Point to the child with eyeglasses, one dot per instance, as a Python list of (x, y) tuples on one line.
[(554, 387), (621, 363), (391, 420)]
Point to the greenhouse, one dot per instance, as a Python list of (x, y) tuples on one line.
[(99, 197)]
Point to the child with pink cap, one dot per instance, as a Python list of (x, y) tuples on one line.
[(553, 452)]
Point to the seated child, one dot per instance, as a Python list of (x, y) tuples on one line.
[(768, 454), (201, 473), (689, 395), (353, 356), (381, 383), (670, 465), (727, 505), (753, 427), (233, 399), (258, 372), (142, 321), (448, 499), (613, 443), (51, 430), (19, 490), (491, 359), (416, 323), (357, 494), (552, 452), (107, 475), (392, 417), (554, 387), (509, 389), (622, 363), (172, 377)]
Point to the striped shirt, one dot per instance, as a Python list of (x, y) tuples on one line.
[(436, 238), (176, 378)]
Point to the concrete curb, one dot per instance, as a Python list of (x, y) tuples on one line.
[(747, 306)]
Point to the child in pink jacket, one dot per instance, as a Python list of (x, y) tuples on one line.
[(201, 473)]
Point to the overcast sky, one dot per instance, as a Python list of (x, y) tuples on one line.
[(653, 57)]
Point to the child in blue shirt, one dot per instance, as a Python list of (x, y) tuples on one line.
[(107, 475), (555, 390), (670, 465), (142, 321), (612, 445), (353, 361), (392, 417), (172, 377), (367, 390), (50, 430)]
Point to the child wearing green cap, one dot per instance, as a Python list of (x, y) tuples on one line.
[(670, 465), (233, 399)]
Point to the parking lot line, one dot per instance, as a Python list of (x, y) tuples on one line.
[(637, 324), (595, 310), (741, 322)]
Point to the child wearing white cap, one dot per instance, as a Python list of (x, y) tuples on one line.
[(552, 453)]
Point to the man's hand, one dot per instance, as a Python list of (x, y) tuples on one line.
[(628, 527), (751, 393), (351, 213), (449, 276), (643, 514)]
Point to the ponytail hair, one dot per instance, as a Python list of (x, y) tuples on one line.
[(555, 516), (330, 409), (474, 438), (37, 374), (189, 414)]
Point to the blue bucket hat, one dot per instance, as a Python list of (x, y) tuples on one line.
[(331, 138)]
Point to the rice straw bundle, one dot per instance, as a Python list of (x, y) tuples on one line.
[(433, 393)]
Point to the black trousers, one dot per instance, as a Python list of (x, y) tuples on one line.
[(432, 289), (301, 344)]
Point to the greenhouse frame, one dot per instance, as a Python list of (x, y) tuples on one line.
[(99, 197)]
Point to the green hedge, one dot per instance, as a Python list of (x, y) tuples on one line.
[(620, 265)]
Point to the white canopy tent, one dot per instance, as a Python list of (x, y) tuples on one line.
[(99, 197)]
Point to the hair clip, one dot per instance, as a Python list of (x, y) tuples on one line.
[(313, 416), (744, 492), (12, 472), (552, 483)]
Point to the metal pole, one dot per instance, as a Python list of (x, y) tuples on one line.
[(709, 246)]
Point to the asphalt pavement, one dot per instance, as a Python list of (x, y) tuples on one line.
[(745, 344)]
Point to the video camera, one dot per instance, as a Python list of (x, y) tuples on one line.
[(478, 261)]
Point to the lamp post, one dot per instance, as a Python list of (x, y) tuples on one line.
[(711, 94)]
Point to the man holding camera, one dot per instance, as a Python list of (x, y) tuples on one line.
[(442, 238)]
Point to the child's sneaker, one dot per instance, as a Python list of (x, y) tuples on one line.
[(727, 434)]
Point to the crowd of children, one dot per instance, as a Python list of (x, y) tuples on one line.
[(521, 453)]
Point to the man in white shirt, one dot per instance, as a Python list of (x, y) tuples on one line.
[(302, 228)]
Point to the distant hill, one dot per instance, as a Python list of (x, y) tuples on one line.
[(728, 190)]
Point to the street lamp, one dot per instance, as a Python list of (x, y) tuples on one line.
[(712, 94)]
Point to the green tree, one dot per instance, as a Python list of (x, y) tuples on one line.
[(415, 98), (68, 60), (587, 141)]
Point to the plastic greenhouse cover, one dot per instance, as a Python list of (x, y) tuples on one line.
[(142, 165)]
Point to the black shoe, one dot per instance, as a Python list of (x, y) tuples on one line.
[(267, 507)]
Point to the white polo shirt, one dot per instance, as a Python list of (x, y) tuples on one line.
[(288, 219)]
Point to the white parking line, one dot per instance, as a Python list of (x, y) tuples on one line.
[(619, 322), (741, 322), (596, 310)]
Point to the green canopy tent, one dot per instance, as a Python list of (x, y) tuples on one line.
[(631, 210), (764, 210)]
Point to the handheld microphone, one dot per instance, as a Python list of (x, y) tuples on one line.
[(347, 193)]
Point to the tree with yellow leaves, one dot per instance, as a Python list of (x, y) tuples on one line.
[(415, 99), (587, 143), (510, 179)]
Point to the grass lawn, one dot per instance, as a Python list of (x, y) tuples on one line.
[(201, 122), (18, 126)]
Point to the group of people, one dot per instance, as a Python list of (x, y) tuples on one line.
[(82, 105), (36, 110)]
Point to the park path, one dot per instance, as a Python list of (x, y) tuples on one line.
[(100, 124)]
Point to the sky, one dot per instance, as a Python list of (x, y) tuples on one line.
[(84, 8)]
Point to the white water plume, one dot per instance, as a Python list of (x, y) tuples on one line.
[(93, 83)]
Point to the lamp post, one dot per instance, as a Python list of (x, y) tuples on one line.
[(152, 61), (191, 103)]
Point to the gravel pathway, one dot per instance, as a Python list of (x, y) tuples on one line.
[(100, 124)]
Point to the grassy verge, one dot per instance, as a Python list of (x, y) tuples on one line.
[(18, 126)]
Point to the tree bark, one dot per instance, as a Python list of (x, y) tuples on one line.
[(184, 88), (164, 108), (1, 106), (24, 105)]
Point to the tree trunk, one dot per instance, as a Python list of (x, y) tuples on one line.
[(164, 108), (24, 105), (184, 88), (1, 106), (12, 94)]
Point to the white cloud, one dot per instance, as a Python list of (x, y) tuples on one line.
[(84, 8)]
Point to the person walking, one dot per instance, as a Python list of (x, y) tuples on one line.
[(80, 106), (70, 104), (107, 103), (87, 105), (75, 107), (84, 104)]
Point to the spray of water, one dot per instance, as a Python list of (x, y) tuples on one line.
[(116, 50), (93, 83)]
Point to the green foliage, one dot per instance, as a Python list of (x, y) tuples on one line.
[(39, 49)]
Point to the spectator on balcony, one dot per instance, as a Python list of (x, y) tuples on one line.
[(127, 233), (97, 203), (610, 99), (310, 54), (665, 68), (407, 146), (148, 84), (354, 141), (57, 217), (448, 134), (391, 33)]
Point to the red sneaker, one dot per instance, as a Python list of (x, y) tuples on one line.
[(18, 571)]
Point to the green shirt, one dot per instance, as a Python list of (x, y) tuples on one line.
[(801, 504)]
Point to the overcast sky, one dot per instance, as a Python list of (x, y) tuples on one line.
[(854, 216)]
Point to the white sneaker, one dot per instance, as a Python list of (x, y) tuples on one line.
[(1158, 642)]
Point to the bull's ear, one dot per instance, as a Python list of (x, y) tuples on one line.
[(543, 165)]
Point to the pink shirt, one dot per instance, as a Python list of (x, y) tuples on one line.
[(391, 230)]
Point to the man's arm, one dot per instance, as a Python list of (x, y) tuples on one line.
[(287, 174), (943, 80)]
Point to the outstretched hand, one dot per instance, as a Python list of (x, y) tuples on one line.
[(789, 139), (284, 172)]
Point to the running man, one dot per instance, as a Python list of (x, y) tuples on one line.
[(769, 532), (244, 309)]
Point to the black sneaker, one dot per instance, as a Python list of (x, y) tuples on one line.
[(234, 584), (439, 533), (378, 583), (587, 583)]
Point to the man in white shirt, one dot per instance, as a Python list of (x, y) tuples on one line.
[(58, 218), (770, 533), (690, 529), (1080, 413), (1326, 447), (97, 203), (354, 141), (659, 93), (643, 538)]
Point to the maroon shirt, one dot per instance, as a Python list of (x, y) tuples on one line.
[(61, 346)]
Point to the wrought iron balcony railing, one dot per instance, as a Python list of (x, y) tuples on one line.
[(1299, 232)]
□ □ □ □ □
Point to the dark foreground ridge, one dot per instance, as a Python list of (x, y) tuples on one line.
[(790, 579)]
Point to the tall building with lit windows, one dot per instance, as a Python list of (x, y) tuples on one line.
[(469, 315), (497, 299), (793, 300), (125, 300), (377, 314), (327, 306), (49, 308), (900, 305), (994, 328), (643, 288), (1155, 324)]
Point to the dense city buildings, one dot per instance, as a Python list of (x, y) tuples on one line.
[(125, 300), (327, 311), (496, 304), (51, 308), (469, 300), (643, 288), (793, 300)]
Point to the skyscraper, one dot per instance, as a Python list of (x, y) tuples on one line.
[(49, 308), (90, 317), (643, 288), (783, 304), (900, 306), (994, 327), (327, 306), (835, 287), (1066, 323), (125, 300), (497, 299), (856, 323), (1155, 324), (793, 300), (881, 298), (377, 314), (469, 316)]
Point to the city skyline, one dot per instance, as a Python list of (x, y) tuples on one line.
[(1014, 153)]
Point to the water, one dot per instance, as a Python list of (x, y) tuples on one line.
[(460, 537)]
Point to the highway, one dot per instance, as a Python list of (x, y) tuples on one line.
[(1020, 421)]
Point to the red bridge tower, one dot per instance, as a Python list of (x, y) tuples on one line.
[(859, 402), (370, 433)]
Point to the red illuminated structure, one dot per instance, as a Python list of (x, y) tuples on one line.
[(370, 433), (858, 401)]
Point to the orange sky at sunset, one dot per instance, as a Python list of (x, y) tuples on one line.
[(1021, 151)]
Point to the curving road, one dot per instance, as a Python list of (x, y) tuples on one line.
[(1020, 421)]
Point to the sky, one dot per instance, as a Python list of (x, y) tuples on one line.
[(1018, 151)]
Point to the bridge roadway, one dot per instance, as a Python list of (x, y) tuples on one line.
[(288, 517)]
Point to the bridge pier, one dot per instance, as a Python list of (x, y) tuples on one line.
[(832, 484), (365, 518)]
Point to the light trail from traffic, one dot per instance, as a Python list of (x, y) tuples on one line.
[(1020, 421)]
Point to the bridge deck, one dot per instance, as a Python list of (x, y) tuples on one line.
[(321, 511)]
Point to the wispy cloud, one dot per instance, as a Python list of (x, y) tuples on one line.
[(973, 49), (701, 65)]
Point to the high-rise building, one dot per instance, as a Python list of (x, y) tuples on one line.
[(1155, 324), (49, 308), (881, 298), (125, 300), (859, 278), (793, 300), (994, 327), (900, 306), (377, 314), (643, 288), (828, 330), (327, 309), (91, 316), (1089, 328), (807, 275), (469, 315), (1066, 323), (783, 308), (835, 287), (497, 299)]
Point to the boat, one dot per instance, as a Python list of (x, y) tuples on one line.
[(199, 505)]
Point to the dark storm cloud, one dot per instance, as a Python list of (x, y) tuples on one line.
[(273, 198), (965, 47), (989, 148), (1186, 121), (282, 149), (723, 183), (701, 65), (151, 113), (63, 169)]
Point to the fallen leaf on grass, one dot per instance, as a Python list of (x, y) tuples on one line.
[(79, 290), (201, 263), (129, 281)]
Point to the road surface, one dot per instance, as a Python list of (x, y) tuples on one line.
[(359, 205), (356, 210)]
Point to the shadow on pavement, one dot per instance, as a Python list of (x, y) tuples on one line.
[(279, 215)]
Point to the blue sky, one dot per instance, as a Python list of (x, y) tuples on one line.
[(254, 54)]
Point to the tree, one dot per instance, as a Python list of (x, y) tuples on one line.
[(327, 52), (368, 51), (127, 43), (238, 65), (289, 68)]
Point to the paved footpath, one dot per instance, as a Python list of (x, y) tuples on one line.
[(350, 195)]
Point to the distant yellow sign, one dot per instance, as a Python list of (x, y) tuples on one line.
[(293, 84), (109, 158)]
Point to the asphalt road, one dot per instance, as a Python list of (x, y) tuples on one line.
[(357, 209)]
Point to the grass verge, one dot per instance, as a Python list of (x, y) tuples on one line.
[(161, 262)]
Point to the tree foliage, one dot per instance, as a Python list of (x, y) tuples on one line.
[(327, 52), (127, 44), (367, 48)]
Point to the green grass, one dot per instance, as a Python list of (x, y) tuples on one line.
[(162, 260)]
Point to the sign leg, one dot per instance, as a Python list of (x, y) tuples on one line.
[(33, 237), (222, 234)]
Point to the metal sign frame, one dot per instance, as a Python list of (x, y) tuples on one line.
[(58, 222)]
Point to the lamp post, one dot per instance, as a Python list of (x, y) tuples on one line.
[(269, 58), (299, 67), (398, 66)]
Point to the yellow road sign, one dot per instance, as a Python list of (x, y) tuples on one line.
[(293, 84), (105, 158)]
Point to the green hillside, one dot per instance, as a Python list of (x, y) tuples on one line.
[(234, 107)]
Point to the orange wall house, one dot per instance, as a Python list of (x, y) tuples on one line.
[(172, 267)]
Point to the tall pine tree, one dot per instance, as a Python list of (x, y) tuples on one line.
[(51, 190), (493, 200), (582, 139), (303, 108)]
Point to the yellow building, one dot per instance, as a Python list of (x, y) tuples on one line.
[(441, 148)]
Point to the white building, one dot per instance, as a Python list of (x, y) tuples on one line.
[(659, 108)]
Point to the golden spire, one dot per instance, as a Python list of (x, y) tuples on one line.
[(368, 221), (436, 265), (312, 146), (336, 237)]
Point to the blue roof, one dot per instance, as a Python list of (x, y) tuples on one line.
□ □ □ □ □
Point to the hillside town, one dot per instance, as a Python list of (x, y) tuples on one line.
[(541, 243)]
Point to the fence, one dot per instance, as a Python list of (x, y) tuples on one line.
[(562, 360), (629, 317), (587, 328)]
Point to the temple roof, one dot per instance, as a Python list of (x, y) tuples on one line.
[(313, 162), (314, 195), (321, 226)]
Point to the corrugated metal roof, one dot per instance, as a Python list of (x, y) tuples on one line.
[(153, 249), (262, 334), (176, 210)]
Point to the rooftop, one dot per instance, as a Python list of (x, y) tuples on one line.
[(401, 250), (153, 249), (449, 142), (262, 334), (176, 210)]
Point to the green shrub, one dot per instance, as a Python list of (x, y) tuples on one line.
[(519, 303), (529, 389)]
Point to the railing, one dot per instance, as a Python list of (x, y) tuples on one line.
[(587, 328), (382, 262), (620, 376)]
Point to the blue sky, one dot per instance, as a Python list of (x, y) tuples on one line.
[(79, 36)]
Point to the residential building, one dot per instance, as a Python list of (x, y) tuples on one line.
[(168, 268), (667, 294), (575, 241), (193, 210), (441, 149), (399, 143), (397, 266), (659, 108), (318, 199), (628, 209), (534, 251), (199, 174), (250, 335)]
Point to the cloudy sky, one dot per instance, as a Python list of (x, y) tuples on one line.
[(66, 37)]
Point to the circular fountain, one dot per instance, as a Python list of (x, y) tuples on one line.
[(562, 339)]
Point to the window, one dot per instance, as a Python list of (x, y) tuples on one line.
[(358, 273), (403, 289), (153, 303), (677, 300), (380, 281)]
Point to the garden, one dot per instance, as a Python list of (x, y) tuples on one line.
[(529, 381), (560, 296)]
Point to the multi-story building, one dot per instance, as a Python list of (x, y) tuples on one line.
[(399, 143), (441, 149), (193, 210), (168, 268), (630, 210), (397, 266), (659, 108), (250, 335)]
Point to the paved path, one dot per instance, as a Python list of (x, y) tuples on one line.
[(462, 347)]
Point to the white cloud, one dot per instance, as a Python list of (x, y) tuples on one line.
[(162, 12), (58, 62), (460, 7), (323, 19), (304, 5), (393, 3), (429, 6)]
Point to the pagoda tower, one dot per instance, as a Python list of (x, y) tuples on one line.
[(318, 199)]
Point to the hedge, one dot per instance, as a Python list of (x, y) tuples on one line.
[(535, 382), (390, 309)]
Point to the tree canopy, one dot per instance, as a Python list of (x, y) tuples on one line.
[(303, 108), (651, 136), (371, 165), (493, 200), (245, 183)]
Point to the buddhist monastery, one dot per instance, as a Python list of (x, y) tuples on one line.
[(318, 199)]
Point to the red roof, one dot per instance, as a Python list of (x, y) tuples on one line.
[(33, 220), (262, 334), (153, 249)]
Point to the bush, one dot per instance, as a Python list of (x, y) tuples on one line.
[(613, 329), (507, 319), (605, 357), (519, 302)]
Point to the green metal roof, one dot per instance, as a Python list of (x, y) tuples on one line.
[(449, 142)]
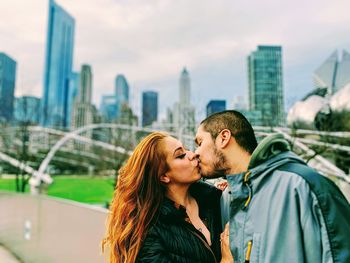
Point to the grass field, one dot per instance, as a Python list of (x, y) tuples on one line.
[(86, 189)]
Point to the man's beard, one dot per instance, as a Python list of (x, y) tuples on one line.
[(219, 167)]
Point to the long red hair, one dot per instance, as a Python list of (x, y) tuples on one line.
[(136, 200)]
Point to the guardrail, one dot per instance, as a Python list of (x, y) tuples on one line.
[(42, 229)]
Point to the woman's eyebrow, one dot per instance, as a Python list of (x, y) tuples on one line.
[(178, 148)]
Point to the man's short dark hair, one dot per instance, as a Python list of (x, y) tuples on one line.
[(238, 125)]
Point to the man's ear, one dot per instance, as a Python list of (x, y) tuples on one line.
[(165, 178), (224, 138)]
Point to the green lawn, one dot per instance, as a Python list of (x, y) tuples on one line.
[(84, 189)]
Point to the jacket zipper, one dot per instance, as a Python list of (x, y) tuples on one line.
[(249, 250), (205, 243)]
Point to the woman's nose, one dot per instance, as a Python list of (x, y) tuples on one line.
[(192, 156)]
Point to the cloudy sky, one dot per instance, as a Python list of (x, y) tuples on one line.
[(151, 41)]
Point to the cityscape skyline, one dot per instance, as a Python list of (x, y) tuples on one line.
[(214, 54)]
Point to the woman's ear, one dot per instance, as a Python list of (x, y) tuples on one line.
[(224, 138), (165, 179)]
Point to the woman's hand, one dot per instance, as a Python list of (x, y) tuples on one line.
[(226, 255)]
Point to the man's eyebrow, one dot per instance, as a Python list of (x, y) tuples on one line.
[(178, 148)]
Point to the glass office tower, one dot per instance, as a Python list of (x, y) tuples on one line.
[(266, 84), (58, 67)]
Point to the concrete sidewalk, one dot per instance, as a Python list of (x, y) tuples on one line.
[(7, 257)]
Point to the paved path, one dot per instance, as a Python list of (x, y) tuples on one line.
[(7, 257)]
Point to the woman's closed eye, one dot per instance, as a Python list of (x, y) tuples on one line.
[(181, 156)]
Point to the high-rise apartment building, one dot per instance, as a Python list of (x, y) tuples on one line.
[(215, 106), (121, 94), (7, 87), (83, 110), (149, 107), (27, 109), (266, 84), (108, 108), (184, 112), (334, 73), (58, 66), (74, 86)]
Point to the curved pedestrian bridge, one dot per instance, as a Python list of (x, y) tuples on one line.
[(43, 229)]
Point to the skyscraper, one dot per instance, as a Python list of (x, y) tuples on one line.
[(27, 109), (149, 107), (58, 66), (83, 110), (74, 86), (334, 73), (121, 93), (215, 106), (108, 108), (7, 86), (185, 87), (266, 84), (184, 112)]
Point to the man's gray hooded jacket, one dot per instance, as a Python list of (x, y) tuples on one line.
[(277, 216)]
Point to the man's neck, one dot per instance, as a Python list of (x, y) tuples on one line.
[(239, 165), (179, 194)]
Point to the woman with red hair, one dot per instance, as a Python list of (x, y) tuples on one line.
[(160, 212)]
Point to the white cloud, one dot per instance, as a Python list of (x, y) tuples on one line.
□ □ □ □ □
What you need to do:
Output the lines from the one containing "Point to the corrugated" through the one containing "[(153, 249), (262, 334), (176, 210)]" in the records above as a JSON list of strings, one string per line, with blank lines omitted.

Solution to this task:
[
  "Point to the corrugated metal roof, one dot per instance, as a Python list of (x, y) tuples on one line.",
  "[(153, 249), (262, 334), (176, 210)]"
]